- GIVEN REQUEST
Pick out and copy every line in the entries below that contains the word "shoulder". Case counts, so a line qualifies only when the capitalization matches.

- DATASET EXTRACT
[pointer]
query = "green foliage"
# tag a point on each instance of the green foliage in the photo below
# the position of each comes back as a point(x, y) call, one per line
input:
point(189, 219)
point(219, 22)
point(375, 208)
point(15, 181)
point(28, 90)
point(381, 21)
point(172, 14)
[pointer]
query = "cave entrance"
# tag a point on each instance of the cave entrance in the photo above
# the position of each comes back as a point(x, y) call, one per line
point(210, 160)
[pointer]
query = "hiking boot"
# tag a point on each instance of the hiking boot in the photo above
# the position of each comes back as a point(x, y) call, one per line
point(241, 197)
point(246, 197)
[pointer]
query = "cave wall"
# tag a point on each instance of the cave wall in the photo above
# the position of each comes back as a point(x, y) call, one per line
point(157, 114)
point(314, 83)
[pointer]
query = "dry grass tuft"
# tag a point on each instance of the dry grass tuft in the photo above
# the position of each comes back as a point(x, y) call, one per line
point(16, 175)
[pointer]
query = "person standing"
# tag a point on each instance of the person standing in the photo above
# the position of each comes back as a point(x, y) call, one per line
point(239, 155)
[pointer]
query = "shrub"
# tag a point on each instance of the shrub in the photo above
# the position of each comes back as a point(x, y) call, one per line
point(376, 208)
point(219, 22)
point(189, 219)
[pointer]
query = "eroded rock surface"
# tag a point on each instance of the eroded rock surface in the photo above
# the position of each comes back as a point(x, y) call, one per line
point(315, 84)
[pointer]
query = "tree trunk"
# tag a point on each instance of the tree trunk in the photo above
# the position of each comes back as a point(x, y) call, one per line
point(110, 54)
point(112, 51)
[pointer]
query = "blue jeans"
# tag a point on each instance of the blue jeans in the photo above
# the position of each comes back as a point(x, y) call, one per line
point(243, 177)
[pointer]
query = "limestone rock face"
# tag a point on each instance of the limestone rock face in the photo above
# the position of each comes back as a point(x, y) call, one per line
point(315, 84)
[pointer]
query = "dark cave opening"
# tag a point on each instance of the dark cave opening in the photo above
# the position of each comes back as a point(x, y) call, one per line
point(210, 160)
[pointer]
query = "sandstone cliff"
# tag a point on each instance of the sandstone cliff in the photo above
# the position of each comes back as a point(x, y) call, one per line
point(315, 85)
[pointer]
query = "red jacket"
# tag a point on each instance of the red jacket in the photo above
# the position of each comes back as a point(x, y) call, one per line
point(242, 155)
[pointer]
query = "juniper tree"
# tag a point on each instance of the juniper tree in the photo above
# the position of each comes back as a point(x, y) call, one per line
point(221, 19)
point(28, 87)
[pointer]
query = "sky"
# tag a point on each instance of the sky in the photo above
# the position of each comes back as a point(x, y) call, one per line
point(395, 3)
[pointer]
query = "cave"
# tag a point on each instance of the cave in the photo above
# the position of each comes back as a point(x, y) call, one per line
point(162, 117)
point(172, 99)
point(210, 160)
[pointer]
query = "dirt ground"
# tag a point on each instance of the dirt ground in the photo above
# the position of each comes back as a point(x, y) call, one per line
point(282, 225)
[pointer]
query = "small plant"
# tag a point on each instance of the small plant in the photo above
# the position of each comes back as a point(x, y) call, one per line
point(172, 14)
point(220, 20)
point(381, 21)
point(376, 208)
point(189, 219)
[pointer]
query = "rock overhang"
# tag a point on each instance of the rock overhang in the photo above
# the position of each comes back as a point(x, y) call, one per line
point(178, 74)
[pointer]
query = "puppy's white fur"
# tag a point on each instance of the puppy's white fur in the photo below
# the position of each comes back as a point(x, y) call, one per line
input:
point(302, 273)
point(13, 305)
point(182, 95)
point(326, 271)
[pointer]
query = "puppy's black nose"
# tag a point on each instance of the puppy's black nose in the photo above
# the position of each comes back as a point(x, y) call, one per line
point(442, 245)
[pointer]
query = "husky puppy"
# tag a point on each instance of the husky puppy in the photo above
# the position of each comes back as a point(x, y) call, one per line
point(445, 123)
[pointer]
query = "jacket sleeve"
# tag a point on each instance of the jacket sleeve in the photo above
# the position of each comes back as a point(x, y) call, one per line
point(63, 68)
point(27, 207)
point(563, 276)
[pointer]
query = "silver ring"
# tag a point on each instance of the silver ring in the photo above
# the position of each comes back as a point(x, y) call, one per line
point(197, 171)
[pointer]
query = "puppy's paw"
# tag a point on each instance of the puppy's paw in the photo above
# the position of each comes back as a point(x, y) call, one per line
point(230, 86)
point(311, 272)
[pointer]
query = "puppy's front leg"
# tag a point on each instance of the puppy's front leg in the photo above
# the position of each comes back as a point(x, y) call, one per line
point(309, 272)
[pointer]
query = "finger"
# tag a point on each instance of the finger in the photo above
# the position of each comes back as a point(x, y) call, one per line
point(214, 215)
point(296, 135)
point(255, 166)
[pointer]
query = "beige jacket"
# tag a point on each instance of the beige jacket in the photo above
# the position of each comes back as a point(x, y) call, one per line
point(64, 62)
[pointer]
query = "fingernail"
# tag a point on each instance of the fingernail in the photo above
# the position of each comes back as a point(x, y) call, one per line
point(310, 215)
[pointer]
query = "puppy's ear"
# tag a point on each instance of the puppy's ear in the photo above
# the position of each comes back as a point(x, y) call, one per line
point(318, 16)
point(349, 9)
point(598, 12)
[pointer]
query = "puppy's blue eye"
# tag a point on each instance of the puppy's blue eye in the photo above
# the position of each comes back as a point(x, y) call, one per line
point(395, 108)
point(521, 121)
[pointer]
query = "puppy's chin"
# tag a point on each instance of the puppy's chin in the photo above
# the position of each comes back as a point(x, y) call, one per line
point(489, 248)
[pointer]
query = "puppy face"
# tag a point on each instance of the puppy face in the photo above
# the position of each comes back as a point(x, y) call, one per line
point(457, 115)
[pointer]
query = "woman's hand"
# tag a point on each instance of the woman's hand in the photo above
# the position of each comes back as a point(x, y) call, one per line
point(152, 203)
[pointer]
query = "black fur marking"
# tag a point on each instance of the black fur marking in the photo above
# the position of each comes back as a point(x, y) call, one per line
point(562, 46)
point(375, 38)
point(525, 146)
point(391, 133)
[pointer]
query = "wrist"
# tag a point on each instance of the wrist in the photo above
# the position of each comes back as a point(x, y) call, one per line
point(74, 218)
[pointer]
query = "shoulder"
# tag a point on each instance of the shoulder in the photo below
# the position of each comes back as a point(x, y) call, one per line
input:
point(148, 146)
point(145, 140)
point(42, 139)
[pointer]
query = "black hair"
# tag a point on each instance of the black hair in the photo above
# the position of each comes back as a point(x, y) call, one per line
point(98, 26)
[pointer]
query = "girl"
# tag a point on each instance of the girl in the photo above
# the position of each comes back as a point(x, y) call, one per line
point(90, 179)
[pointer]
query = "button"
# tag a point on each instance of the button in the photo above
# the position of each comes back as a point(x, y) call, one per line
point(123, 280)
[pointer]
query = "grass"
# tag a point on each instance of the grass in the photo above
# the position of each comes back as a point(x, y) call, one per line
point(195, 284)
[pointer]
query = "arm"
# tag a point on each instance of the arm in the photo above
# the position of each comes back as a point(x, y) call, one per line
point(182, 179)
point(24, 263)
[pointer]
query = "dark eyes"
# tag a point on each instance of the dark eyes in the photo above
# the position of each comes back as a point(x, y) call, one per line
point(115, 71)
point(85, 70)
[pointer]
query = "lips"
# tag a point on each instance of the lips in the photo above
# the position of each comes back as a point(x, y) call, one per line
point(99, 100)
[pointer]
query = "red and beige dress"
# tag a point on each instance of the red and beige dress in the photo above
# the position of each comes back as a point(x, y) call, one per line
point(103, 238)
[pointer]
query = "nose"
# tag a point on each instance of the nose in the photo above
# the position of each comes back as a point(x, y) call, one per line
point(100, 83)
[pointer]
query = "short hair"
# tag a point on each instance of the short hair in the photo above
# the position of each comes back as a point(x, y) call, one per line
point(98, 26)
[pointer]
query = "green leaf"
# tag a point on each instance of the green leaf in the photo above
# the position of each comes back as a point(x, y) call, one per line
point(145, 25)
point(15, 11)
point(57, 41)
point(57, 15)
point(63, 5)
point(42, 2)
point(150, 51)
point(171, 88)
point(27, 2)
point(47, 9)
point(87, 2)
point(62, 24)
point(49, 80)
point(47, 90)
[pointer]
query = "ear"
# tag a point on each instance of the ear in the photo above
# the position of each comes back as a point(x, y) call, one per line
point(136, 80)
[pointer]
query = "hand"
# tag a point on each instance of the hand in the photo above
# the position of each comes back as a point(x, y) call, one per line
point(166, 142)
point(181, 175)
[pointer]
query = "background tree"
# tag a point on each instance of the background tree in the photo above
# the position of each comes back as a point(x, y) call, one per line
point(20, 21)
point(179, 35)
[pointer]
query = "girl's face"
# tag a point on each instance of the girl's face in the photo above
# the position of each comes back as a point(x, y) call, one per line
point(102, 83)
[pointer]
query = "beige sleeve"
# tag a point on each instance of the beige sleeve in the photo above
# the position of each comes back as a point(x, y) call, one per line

- FINISHED EXERCISE
query = "shoulder"
# tag a point on each instance of the shoulder in the photo below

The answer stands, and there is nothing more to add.